## Records shown
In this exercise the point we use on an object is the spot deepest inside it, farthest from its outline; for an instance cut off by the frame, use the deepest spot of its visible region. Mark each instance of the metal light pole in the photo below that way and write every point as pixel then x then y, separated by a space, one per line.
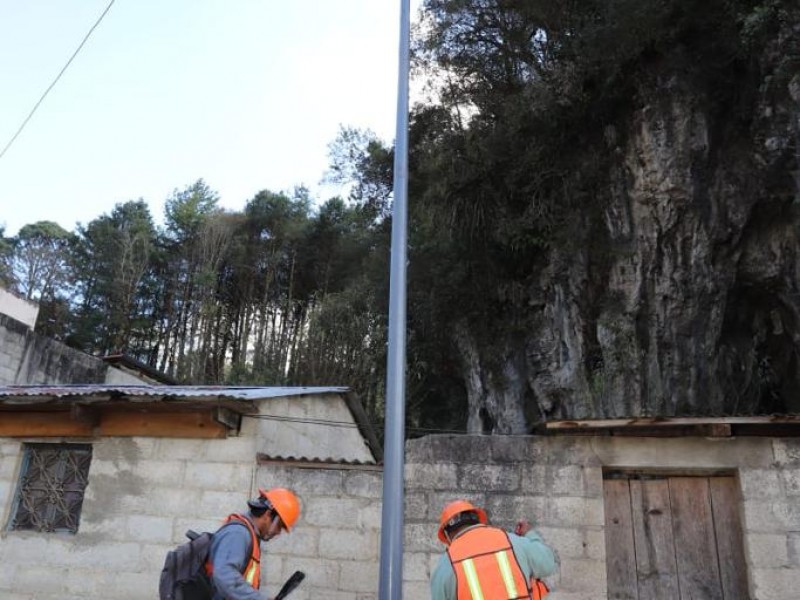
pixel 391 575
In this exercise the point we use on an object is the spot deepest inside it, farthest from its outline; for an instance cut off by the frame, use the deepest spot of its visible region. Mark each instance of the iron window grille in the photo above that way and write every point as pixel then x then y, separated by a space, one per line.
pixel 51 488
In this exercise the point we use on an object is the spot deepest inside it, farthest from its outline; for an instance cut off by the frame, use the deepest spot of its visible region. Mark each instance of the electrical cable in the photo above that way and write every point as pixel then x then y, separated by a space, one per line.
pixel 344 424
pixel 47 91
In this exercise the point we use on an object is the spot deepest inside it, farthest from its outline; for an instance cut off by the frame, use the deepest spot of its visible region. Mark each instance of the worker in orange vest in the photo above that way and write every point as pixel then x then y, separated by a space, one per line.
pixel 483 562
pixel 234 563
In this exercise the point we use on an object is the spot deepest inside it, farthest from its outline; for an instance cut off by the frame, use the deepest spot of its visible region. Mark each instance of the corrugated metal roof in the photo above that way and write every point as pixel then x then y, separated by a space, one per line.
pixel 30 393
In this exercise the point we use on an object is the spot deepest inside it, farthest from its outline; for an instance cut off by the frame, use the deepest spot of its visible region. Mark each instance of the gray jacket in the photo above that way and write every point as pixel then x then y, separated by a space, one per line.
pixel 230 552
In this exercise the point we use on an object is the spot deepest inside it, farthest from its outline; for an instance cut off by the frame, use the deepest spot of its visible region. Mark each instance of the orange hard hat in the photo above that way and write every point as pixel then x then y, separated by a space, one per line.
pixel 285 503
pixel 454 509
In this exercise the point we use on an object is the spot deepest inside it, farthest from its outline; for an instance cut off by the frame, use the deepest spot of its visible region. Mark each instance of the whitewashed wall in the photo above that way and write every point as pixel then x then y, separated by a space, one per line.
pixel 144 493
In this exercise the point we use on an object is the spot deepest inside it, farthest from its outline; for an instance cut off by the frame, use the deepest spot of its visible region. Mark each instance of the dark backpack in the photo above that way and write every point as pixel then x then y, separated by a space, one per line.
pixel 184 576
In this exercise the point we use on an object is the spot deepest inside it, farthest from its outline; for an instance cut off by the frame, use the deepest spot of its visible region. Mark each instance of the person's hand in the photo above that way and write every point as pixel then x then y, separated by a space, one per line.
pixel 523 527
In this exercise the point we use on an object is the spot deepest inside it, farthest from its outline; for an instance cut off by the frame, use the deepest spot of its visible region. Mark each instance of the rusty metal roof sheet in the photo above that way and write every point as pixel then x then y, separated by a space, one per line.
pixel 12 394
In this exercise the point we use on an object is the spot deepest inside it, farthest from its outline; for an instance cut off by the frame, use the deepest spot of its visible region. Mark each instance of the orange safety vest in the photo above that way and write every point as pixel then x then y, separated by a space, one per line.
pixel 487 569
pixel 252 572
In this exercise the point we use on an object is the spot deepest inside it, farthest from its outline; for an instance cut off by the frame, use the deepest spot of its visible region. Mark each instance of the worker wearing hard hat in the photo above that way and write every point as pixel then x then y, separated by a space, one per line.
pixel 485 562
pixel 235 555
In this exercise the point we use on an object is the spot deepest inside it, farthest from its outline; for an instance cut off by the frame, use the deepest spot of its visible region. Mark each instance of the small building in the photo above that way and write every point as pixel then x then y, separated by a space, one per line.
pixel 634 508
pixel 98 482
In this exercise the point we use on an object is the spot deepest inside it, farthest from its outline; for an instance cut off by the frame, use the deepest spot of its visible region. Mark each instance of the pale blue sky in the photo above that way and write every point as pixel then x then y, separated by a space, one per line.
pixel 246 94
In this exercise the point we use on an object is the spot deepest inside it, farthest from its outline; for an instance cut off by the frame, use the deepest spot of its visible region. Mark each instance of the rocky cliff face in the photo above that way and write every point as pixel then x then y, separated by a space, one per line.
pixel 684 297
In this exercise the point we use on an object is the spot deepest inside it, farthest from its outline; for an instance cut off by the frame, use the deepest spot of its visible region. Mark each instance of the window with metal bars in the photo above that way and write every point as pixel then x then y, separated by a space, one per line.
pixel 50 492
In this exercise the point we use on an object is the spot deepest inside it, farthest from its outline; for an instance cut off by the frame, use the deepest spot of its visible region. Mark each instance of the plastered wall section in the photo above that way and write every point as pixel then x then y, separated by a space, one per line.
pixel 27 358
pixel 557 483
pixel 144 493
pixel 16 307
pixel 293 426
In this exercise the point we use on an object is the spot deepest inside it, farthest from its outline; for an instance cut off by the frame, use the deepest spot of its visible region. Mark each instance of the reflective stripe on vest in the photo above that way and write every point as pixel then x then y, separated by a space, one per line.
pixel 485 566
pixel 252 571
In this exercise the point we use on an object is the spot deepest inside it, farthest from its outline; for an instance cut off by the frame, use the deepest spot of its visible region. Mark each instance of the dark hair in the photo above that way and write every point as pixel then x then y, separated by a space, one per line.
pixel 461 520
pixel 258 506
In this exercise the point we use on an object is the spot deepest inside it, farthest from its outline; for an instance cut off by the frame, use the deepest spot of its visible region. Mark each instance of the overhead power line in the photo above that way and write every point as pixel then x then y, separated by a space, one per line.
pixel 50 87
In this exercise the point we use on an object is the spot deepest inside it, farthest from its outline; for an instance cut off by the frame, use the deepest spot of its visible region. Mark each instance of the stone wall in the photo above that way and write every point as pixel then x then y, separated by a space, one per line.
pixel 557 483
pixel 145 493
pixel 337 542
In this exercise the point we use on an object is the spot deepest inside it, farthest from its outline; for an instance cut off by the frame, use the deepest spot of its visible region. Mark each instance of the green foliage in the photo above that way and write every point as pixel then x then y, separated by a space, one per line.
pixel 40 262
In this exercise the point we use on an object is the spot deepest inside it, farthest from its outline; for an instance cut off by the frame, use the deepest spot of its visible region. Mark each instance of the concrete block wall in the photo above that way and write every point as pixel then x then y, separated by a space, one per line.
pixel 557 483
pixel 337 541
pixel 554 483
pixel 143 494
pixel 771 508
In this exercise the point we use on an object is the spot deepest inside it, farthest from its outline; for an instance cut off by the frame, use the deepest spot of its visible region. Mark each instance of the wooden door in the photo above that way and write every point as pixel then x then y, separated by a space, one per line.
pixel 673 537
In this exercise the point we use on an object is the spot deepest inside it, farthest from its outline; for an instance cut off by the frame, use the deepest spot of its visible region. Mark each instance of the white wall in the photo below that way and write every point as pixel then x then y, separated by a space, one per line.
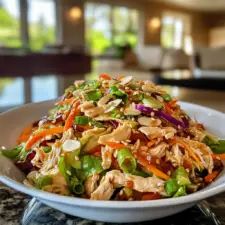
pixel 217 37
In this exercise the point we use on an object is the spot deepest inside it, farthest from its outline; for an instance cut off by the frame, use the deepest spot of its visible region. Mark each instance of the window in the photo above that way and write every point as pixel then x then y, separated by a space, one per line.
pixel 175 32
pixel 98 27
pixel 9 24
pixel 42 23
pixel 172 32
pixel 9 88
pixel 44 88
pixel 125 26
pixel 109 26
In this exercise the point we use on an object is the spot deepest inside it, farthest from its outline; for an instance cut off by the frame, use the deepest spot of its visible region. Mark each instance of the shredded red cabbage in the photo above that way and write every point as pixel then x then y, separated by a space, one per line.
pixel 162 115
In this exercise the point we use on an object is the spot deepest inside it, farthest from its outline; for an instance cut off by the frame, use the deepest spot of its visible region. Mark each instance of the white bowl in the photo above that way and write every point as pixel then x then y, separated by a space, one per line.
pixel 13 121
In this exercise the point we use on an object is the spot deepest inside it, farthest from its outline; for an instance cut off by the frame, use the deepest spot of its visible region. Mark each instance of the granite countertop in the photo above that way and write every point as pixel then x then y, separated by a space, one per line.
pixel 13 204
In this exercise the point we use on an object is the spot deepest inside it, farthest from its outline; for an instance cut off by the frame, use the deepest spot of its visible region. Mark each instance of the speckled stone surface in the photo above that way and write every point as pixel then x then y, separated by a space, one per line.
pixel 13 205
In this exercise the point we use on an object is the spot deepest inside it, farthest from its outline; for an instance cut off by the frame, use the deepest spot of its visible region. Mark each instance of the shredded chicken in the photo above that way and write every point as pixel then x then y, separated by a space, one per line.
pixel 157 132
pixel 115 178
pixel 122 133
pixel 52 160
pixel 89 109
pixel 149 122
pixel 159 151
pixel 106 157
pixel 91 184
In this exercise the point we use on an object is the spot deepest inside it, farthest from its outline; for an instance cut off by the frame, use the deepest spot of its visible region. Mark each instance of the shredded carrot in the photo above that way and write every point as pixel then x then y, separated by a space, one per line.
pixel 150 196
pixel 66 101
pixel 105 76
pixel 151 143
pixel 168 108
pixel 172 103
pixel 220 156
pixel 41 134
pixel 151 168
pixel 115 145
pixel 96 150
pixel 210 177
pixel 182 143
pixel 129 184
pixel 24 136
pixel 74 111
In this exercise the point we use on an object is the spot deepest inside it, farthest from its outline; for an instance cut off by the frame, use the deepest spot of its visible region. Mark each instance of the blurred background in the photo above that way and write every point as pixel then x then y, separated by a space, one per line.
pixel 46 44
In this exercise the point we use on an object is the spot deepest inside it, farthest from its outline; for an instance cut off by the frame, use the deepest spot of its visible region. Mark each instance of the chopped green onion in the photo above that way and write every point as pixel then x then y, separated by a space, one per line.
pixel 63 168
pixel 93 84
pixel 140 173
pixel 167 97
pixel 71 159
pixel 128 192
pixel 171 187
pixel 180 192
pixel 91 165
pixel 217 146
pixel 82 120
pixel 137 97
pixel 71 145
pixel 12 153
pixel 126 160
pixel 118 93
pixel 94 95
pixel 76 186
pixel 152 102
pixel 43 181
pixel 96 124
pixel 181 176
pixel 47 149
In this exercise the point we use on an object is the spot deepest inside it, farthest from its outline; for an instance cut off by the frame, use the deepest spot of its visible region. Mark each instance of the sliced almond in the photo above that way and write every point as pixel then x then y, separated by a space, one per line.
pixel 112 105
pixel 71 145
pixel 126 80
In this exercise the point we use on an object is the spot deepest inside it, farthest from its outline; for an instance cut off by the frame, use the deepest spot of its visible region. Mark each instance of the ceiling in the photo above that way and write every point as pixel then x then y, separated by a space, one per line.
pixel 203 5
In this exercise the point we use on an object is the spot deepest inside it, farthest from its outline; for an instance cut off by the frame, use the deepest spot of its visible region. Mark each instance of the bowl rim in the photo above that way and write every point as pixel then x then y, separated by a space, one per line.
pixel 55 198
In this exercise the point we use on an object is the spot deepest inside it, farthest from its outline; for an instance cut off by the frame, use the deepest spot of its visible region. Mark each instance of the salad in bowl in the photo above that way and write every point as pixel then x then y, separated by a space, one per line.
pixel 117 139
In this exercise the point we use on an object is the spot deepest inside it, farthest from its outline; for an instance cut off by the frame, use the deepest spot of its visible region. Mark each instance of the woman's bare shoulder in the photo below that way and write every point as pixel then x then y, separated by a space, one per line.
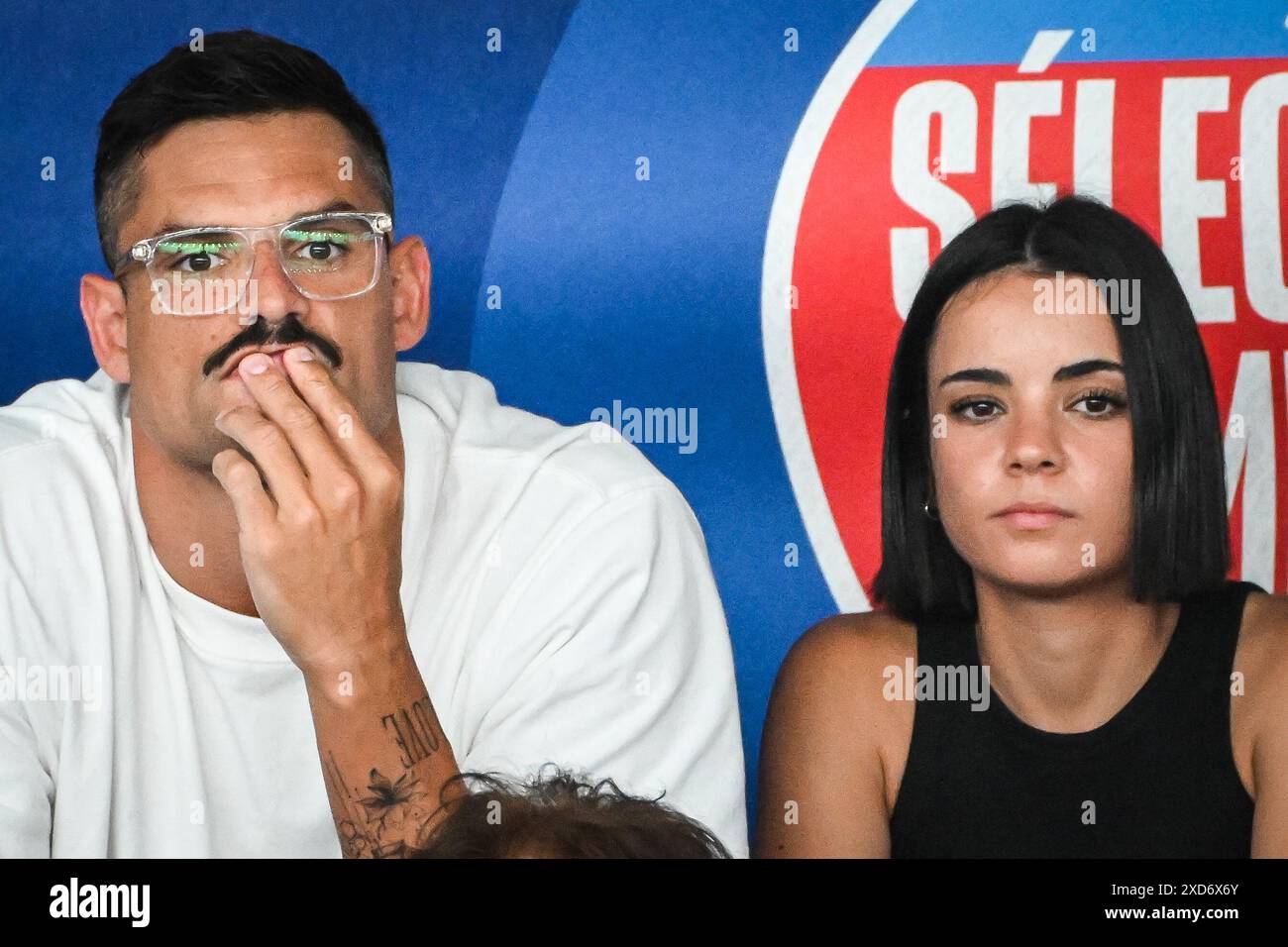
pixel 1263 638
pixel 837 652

## What is asked
Starting at the beginning of the entries above and ending at the line that contains "pixel 51 488", rewrite them as a two-column CSV with columns named text and answer. Give one row per entry, put each value in a single quoted field with line breaks replaced by spaces, and leave the pictures out.

## Result below
text,answer
"In this exercise the point we use on an object is the spot deepest inside it, farthest from its outline; for an instance cut off by the frame, use the deepest spot of its visible region. Mark each instance of the metal light pole in the photo below that way and write every point as pixel then x then y, separated by a space, one per line.","pixel 391 575"
"In this exercise the point we use on an object is the spot deepest inside it, farthest from its outline; for an instance cut off by the frame, use the deepest spot of its visible region. Mark each instance of the iron window grille in the photo above that way and write every point as pixel then x then y, separated by a space, one per line.","pixel 51 488"